◆ Data supplied:
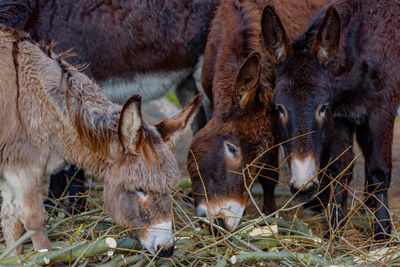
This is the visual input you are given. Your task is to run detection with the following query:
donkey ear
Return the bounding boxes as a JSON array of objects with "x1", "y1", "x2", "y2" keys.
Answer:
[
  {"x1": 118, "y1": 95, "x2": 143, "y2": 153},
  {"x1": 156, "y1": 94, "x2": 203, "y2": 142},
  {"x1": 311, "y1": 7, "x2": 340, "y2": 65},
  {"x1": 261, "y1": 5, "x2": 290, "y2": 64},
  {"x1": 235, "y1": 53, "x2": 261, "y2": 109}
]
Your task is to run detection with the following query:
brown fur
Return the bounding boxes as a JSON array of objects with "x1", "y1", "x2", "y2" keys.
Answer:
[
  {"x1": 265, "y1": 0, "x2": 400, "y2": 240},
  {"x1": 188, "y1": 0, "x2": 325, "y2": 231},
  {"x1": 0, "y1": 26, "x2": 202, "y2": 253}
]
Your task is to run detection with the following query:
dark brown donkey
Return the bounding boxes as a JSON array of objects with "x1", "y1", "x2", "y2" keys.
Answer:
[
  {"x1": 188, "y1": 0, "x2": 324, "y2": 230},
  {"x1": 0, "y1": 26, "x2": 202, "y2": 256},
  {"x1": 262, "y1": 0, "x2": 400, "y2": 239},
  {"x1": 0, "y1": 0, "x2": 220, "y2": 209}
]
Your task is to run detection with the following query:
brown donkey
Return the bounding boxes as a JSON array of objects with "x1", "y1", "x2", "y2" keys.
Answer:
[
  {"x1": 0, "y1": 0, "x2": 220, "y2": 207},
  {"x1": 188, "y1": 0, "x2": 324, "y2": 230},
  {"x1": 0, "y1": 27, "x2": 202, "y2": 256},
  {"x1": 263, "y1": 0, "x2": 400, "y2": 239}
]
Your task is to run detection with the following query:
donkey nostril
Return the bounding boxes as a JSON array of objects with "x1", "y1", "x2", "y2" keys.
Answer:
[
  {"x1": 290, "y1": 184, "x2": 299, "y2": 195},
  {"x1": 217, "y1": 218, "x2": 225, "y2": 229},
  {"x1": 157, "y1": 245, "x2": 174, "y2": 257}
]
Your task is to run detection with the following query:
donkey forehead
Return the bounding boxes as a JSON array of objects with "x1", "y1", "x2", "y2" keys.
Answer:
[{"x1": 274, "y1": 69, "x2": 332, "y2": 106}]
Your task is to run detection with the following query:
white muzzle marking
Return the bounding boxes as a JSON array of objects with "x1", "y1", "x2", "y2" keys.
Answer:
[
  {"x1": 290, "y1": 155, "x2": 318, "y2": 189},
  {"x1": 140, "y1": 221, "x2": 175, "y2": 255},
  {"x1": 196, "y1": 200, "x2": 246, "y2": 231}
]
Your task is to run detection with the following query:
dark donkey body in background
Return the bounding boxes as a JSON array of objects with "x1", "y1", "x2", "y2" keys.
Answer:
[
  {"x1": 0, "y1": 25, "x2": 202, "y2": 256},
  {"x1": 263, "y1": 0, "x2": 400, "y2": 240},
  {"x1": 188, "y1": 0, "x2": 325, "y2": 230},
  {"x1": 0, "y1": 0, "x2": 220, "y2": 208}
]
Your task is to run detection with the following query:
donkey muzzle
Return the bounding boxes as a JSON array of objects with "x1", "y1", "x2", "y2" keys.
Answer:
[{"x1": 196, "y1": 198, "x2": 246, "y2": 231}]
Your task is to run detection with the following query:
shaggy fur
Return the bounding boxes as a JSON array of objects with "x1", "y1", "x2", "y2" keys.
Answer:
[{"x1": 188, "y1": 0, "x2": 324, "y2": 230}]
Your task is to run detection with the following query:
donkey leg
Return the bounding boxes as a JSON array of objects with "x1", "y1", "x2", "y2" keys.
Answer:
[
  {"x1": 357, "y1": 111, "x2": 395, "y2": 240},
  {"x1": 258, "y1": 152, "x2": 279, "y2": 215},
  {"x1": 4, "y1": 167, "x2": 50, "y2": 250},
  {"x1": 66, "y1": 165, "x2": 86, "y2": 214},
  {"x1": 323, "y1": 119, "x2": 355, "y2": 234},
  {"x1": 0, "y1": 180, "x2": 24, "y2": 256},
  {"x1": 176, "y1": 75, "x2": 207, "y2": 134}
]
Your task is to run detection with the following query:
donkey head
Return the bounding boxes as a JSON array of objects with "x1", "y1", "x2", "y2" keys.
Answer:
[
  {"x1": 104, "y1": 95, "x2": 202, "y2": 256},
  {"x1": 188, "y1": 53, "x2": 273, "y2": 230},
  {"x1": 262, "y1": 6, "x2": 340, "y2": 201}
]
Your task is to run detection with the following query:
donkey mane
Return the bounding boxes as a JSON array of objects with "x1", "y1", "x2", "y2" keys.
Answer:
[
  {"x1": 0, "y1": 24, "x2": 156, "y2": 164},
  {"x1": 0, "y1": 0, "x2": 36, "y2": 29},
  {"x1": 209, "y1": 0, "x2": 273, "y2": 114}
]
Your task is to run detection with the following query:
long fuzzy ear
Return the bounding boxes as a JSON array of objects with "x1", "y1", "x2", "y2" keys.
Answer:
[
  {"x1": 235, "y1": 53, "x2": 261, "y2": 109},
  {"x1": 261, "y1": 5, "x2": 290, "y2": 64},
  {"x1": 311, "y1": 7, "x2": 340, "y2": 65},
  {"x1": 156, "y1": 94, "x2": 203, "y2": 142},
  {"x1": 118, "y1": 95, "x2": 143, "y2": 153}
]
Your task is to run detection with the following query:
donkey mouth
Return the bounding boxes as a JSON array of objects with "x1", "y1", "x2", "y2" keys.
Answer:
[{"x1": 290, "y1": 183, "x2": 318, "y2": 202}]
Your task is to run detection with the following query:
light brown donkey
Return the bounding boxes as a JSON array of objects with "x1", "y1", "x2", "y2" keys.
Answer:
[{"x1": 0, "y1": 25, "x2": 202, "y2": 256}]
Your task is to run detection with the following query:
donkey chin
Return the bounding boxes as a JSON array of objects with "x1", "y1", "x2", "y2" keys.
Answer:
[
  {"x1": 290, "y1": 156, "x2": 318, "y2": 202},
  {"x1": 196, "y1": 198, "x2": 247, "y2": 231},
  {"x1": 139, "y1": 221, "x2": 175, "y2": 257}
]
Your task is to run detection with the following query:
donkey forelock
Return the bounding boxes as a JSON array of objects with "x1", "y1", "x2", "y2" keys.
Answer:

◆ Your objective:
Which lines in the material above contain the string "brown"? Copy every such line in full, treating uppercase and lowercase as distinct.

◆ Task result:
brown fur
dark brown donkey
brown donkey
light brown donkey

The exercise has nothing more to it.